▶ **Your task**
Return every line of the data that contains the string "notepad".

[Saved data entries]
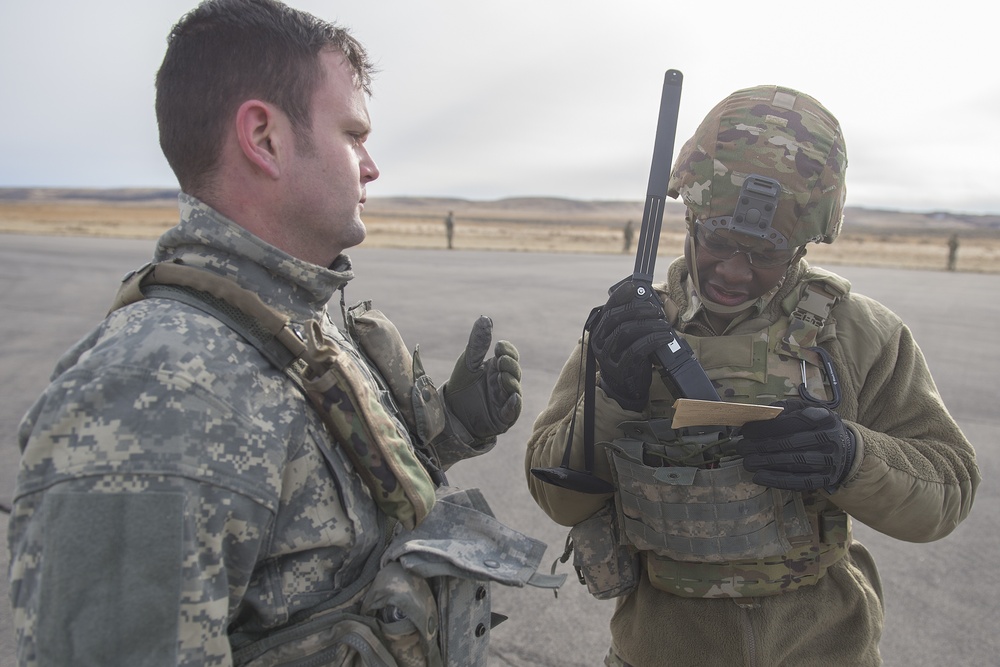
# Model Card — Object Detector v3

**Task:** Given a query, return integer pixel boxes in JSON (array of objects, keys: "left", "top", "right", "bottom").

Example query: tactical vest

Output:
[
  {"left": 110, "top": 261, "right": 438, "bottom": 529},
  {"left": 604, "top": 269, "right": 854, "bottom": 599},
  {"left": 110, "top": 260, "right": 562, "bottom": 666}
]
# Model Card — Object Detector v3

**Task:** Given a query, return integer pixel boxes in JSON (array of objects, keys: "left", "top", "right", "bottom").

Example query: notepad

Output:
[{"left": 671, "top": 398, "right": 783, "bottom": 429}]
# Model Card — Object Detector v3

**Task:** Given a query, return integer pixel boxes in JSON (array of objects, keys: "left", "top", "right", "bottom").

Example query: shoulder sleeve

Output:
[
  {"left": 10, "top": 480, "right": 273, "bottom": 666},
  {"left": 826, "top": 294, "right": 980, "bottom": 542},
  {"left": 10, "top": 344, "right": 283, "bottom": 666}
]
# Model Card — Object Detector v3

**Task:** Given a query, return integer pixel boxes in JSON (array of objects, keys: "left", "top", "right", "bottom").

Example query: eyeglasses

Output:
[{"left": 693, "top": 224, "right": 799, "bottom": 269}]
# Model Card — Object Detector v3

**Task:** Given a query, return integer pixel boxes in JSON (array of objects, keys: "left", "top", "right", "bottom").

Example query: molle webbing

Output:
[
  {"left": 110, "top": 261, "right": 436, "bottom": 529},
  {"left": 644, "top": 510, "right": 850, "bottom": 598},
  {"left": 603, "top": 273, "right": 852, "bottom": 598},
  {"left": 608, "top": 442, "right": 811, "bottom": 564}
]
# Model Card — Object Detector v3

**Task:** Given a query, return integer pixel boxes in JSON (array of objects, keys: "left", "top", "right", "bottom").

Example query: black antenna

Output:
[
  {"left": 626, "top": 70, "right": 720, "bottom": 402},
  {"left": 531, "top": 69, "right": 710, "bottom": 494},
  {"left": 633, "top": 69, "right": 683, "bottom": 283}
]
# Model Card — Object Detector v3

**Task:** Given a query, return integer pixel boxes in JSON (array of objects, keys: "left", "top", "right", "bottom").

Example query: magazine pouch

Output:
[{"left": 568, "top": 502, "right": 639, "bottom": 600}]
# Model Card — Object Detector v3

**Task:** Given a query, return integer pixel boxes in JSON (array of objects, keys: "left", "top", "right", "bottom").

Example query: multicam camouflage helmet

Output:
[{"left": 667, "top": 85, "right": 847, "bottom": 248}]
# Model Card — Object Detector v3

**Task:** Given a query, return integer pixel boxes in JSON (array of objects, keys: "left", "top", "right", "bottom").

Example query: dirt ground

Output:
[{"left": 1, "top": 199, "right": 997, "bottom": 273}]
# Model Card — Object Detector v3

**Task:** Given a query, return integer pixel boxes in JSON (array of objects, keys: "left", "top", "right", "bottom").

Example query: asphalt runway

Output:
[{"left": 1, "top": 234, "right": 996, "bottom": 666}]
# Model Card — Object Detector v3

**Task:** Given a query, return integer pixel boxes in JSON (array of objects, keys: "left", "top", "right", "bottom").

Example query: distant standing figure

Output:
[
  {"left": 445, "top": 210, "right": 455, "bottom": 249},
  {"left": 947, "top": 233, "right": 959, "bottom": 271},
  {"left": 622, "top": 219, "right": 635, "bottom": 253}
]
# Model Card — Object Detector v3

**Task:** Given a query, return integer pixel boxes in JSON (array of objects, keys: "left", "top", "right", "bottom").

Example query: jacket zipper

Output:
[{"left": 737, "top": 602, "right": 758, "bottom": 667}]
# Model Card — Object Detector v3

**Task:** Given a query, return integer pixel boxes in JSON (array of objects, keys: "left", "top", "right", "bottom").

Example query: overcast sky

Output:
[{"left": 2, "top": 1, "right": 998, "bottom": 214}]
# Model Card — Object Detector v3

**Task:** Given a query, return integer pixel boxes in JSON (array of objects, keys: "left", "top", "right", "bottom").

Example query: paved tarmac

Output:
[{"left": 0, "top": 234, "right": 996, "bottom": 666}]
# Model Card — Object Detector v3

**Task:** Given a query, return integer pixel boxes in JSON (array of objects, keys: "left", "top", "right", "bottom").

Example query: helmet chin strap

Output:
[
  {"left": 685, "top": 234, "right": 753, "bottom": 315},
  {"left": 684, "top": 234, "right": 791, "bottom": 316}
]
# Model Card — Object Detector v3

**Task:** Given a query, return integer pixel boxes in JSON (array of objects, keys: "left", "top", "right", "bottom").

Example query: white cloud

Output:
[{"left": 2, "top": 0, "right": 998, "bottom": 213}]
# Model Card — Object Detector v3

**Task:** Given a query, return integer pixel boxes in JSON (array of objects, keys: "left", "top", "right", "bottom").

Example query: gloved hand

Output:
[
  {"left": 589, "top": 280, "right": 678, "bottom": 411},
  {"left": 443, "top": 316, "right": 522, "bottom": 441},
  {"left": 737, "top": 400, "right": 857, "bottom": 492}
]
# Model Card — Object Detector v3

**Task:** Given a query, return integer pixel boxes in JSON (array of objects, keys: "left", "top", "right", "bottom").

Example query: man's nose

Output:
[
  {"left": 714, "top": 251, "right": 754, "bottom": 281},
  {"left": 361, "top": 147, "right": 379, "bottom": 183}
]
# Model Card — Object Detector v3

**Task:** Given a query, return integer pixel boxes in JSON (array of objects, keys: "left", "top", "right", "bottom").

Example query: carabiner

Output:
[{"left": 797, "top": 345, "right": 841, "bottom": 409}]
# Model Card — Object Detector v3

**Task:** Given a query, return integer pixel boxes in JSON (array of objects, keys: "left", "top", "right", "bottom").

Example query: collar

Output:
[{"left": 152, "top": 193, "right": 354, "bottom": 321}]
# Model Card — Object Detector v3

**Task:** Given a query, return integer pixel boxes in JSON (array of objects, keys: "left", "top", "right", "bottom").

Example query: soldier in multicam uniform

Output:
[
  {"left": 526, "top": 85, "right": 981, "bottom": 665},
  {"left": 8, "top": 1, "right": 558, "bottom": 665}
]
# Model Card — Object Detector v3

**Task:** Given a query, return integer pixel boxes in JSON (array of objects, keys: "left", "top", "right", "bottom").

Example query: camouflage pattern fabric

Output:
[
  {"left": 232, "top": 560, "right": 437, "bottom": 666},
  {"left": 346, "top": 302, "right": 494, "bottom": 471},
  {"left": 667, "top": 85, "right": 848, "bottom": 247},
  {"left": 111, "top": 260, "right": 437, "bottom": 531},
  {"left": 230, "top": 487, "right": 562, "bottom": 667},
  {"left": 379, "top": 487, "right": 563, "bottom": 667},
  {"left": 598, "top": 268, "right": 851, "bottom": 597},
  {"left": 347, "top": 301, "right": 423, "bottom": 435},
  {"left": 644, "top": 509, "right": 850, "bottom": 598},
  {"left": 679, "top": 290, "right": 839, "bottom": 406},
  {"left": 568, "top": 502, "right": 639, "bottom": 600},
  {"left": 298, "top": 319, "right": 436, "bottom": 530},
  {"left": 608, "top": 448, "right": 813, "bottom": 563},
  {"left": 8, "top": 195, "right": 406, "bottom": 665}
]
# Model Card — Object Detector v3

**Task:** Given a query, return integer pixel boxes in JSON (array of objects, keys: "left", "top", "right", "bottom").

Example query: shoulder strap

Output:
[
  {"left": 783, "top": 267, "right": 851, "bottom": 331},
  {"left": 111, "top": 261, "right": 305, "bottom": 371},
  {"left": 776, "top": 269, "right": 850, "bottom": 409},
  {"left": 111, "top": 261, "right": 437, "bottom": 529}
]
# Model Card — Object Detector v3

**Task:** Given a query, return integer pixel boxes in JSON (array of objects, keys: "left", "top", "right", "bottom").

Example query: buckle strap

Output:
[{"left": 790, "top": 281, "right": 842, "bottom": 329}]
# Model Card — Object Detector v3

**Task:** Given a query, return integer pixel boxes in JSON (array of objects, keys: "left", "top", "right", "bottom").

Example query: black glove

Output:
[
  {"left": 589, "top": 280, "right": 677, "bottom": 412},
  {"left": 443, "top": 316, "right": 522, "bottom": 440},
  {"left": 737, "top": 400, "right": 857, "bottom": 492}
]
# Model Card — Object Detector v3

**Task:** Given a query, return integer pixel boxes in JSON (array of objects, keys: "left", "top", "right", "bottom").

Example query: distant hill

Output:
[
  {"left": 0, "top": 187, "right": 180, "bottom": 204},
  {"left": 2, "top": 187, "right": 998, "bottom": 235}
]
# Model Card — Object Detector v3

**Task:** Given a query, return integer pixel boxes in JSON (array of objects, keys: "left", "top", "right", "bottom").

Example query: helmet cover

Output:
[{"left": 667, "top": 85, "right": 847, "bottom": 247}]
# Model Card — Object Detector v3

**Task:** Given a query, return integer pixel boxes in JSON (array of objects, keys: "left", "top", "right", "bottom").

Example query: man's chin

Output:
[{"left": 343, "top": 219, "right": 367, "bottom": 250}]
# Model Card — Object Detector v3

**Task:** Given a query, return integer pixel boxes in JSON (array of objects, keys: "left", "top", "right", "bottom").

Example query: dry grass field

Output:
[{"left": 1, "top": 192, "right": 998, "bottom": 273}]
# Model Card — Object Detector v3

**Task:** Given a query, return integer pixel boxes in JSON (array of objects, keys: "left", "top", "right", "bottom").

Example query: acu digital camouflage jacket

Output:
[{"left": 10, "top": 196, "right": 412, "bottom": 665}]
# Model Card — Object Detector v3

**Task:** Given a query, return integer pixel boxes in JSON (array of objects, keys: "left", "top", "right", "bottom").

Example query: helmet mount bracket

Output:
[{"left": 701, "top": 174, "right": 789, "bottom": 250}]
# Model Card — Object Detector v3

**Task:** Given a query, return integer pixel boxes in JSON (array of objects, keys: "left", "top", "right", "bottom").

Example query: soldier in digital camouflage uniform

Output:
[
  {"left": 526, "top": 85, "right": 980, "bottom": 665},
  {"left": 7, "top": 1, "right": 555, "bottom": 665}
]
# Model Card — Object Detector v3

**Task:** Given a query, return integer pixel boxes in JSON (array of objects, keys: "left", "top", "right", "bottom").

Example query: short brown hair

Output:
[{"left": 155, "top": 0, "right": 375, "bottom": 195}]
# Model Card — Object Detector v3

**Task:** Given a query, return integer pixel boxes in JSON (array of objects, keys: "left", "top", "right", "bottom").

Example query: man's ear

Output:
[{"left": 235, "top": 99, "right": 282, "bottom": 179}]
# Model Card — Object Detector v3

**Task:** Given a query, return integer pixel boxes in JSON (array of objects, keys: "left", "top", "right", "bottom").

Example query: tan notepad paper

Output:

▶ **Solution for this problem**
Example query: notepad
Example query: tan notepad paper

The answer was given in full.